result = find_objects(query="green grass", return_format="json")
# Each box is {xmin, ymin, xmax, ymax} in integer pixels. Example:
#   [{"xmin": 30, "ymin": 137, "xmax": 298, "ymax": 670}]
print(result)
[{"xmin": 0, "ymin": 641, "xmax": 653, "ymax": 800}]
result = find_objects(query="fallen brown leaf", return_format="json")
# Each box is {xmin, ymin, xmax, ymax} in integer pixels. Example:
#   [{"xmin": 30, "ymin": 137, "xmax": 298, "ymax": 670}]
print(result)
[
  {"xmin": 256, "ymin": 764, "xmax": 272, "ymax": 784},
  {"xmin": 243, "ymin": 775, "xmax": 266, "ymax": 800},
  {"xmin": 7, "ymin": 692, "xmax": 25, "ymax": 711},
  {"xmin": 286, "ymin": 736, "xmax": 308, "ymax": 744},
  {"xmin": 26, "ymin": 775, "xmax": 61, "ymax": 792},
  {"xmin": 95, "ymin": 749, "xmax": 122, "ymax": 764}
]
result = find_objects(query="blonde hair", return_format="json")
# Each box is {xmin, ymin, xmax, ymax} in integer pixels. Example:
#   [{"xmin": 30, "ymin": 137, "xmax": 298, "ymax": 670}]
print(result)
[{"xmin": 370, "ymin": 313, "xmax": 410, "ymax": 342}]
..........
Do this = Retype every one of the entries above, character for character.

Solution to this problem =
result = find_objects(query="green grass", return_format="json")
# Each box is {xmin, ymin, xmax, ymax} in integer pixels. Example:
#   [{"xmin": 30, "ymin": 137, "xmax": 298, "ymax": 670}]
print(result)
[{"xmin": 0, "ymin": 641, "xmax": 653, "ymax": 800}]
result = find_objects(query="fallen brown leaf", return_format="json")
# Each box is {xmin, ymin, xmax, ymax} in integer pixels. Example:
#   [{"xmin": 30, "ymin": 137, "xmax": 298, "ymax": 670}]
print(result)
[
  {"xmin": 256, "ymin": 764, "xmax": 272, "ymax": 784},
  {"xmin": 243, "ymin": 775, "xmax": 266, "ymax": 800},
  {"xmin": 7, "ymin": 692, "xmax": 25, "ymax": 711},
  {"xmin": 286, "ymin": 736, "xmax": 308, "ymax": 744},
  {"xmin": 26, "ymin": 775, "xmax": 61, "ymax": 792},
  {"xmin": 95, "ymin": 749, "xmax": 122, "ymax": 764}
]
result = find_objects(query="blonde hair", return_format="json")
# Each box is {xmin, ymin, xmax, ymax} in integer pixels. Example:
#   [{"xmin": 30, "ymin": 137, "xmax": 298, "ymax": 670}]
print(result)
[{"xmin": 370, "ymin": 313, "xmax": 410, "ymax": 342}]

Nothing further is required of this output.